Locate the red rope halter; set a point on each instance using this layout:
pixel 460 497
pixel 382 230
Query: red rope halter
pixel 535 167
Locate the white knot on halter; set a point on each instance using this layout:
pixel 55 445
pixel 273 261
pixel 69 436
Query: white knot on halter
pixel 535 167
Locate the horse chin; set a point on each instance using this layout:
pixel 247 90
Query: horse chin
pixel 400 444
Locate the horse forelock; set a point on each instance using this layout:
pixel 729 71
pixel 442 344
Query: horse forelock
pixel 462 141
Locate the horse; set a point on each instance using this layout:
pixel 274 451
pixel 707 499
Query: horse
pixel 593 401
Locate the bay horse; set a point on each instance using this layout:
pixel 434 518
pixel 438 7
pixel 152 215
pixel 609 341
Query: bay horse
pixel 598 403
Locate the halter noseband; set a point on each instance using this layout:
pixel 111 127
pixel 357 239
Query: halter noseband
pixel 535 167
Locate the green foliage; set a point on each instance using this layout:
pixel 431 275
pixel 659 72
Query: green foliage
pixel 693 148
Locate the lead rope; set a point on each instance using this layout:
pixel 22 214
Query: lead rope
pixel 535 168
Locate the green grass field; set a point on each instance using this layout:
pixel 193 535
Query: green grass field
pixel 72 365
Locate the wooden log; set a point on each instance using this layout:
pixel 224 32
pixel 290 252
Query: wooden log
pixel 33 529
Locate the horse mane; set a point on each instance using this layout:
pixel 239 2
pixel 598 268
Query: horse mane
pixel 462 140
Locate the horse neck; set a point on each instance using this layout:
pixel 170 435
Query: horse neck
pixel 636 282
::::
Reproduce all of the items above verbatim, line for line, without altering any character.

** Problem solution **
Locate the red rope halter; set a point on each instance using this layout:
pixel 460 497
pixel 382 230
Query: red rope halter
pixel 535 167
Locate the white knot on halter; set a point on each instance using this layout:
pixel 55 445
pixel 273 261
pixel 69 436
Query: white knot on halter
pixel 535 167
Locate the horse chin; set a point on each instance using this layout:
pixel 247 90
Query: horse chin
pixel 400 444
Locate the horse forelock; set a point on each instance using this layout:
pixel 729 71
pixel 442 344
Query: horse forelock
pixel 462 141
Locate the horse; set a point on each instance using this layout:
pixel 274 451
pixel 707 499
Query: horse
pixel 593 401
Locate the bay horse; set a point on each instance using this layout:
pixel 434 518
pixel 438 7
pixel 152 215
pixel 609 341
Query: bay horse
pixel 598 403
Locate the halter noseband; set a point on each instance using this layout:
pixel 111 127
pixel 357 239
Query: halter noseband
pixel 535 167
Locate the green foliage; set a point on each instance using this layout:
pixel 431 275
pixel 659 72
Query: green foliage
pixel 693 148
Locate the lead rope; set a point on each instance using this layout:
pixel 22 214
Query: lead rope
pixel 535 168
Locate the green grass field; set a point on each instance using this layout:
pixel 193 535
Query: green grass field
pixel 72 365
Locate the wooden log; set a point on each instance using this layout:
pixel 224 32
pixel 290 252
Query: wooden log
pixel 33 529
Locate the horse mane; set a point on each instance using this layout:
pixel 239 2
pixel 598 268
Query: horse mane
pixel 462 140
Locate the horse neck; set a point on each instance using this layout:
pixel 170 435
Query: horse neck
pixel 636 282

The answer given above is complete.